Posted on Feb. 4, 2022

The IRS has launched an emergency effort to clear its deep backlog of unprocessed mail and amended tax returns by temporarily reassigning 1,200 of its employees.

The backlog is at the root of a cascade of problems for both taxpayers and the IRS. Tax professionals have reported widespread issues with the agency’s system sending automated notices yet not processing taxpayer responses. That in turn requires tax professionals to call the already overwhelmed IRS phone lines for assistance, which isn’t often readily obtained.

The 2022 filing season began January 24, but the IRS’s accounts management function “is still facing unprecedented inventory levels,” IRS Commissioner Charles Rettig said in a February 2 internal email to employees. “This is an all-hands-on-deck situation,” he said. “The bottom line is we need this help.”

The 1,200 IRS employees — many of whom were selected because they had prior experience in accounts management within the last two fiscal years as customer service representatives, clerks, and tax examiners — will be part of an “inventory surge team” that the agency expects to be in place through the end of September, Rettig said.

The National Treasury Employees Union is on board with the plan, with NTEU President Tony Reardon saying in a statement that his organization “will not stand in the way.”

“Also, to state the obvious, this large-scale reassignment of employees is a temporary fix at best and wouldn't be necessary if the IRS — after a decade of budget and staffing cuts — had the funding and the resources it needs to address the increased workload affecting every division of the agency,” Reardon said.

The IRS’s ongoing inventory backlog was the top concern listed in National Taxpayer Advocate Erin Collins’s most recent report to Congress, released January 12. In the report, Collins warned that the backlog and the problems stemming from it were “harming millions of taxpayers,” and urged the agency to prioritize the processing of paper returns and tax refunds, “realigning resources if necessary.”

The American Institute of CPAs also praised the move in a February 3 statement, calling it, and the IRS’s decision last week to suspend one type of automated notice, “positive steps in the right direction.” But the group said the IRS can and should do more, citing the recommendations in a January 27 letter that it, along with a coalition of other groups representing tax professionals, sent to the IRS. The  letter called on the IRS to temporarily suspend all automated compliance actions and provide penalty relief for tax years 2020 and 2021, among other recommendations.

++++++++++++++++++++

Task details
Return everything in the IRS backlog article from "The backlog is" down to "often readily obtained.", word for word. The listing that comes next has nothing to do with the IRS article.

Data shown
++++++++++++++++++++

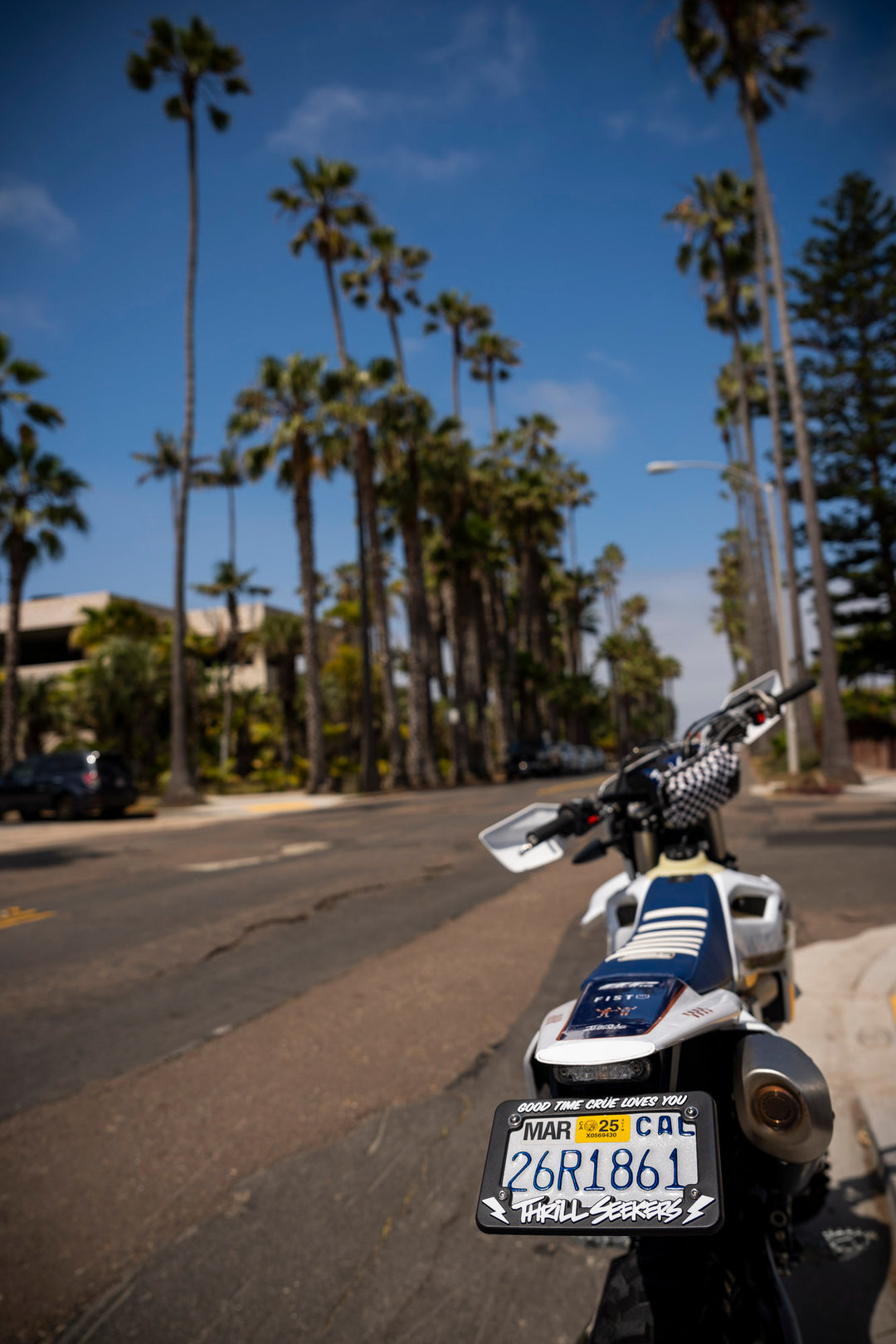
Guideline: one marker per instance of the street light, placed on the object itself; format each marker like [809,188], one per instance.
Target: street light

++++++++++++++++++++

Worked solution
The backlog is at the root of a cascade of problems for both taxpayers and the IRS. Tax professionals have reported widespread issues with the agency’s system sending automated notices yet not processing taxpayer responses. That in turn requires tax professionals to call the already overwhelmed IRS phone lines for assistance, which isn’t often readily obtained.